_Tasks to perform_
- a) List every GARCH model variant named in the GARCH volatility passage.
- b) Pick up the GARCH volatility passage after its last sentence and continue it.

::: Supplied text

Figure 3. Estimated daily volatility.

Finally, all the four estimated conditional volatility series⁹ are plotted in Figure 3. Despite their different model performance, the four estimated conditional volatility series demonstrate shapes fairly close to each other. It could be due to the similarity of estimates of GARCH parameters ($\mathit{\omega }$, $\mathit{\alpha }$ and $\mathit{\beta }$). The trends of those series are consistent with our observation of the return series: comparatively more turbulent in the periods 2001–2003 and 2008–2010. This is concordant with the real macro-economic situation: the Dot-com bubble burst at the start of the twenty-first century, and its effect lasted for around two years. On the other hand, the 2008 Global Financial Crisis happened in mid-2008 and last until roughly the end of 2010.

Despite their similarities, the difference between the fitted conditional volatilities can be described as the different in-sample forecasting performance of the fitted models. To quantitatively compare this performance, we measure the prediction error for each model by $\left|\sqrt{{\widehat{h}}_t}-|r_t|\right|$, where ${\widehat{h}}_t$ is the fitted $h_t$ for each model, and $|r_t|$ is employed to proxy the true conditional volatility. The results are reported in Panel A of Table 5. Moreover, to consider the out-of-sample forecasts, we use the last 100 observations as the prediction sample and the others as the training sample. Then, we fit each model for the training sample and calculate the one-step ahead forecast of $h_t$. After that, we include the first observation in the training sample and generate another one-step-ahead forecast. We repeat this rolling-window approach until 100 such one-step-ahead forecasts are produced. Then, we calculate the absolute difference between them and the corresponding $|r_t|$, which measures the out-of-sample forecasting errors. The results are reported in Panel B of Table 5. It is observed that GARCH-S leads to the smallest average forecasting errors in both the in-sample and out-of-sample cases. GARCH-S also generates the smallest variations of forecasting errors, as measured by the standard deviation. Additionally, in terms of the average forecasting errors, GARCH-G outperforms the GARCH-t, and GARCH-N is the least preferred model in both cases.

::::::
::: Listing

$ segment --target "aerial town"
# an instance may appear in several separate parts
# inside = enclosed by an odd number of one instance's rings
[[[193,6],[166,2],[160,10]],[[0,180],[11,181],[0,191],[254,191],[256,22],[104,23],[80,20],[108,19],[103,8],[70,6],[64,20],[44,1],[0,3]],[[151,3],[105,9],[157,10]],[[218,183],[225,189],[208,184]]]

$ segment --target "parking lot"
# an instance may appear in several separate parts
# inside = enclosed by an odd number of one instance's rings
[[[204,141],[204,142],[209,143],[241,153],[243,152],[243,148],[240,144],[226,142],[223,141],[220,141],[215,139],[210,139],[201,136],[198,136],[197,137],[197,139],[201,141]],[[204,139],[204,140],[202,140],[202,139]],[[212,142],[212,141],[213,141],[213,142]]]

::::::

_Answers_
- a) GARCH-S, GARCH-G, GARCH-t, GARCH-N

- b)
6. Conclusion

GARCH model has enjoyed particular popularity in the finance research. Despite its well-established properties, in practice, GARCH model can lead to more efficient estimates when an appropriate fat-tailed distribution is employed. As widely used alternatives, the Student’s t-distribution and the GED are the popular choices in many existing studies. However, a recent study by Calzolari et al. (2014) points out that due to the instability under aggregation, the Student’s t and GED are not optimal choices. Motivated by those findings, this paper aims to find an appropriate distribution for disturbances of the GARCH model, when the underlying distribution is a fat-tailed but unknown type.

Calzolari et al. (2014) introduce the $\mathit{\alpha }$-stable distribution, which outperforms the Student’s t and GED for its stability-under-aggregation feature. Unfortunately, the undefined second moment of this candidate brings in even more serious problems. To solve this issue, our paper argues that the tempered stable distribution should be employed instead. Via systematically designed simulation studies on the GARCH process, we systematically demonstrate the appropriateness of the tempered stable distribution applied in the GARCH model. The first two studies assume that the true distributions are the Student’s t and GED, respectively. In such cases, results of GARCH-S are close to those of the true models. Additionally, GARCH-S outperforms the other competing models in terms of consistency, efficiency and overall performance. We construct different combinations of the tempered stable distribution to simulate the GARCH process in the third study. Our results suggest that none of the GARCH-N, GARCH-t and GARCH-G can perform as well as the GARCH-S model.

Finally, empirical evidence is further provided to check the robustness of our simulation results in practice. We fit the daily return of the S&P 500 index into the four GARCH models respectively. Our results indicate that GARCH-S is still preferred to all the other models, and the density of the fitted tempered stable distribution is the closest to the smoothed estimates of the data.

In particular, we demonstrate that GARCH-S has better in- and out-of-sample forecasting performance than all the other models. Hence, the tempered stable distribution could be a widely useful tool for modelling the financial volatility in general contexts with a GARCH-type specification. For instance, financial practitioners can use GARCH-S to significantly increase the accuracy of their risk measures, which can further benefit their portfolio management and other enterprise risk management issues.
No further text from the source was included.